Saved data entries
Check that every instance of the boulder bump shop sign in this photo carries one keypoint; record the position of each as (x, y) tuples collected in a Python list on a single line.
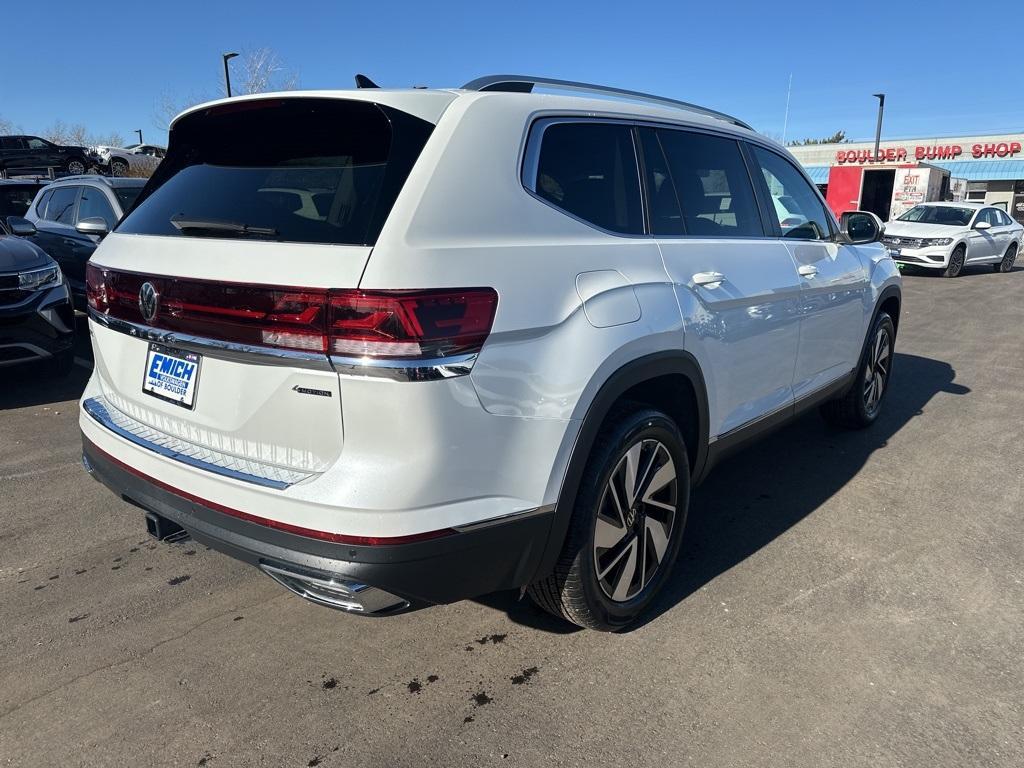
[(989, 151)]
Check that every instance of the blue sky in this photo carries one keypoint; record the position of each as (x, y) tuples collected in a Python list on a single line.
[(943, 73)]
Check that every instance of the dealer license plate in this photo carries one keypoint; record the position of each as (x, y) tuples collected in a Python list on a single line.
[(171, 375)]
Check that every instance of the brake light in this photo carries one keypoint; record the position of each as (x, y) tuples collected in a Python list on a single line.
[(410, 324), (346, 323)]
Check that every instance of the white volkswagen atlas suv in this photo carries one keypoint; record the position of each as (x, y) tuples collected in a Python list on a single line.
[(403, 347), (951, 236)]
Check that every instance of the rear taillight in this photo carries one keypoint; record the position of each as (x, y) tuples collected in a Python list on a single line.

◆ About this task ◆
Your answer is the line containing "Check that every instance of the dealer" plus every line after it through the end of the entries, given again exactly and alone.

◆ Your solution ◆
Check that every instance of the dealer license plate in this photo carries one keypoint; record the position of each as (x, y) tuples collected in a Python list on a single line.
[(171, 375)]
Check that every instance of the brake light in this photo carries one keypoint; record the position of each as (x, y) tuples collected in a Python list on a single line.
[(410, 324), (346, 323)]
Check that every instance of the white volkswagen atlas suv in this photo carries one keypoint; record the position of each as (x, y) tuples collected in a Python list on a single line.
[(403, 347), (951, 236)]
Check that every instance of the rear taillight in this photo carries one keypoint; record the position of each as (x, y) tuples collected in a Python list on a single line.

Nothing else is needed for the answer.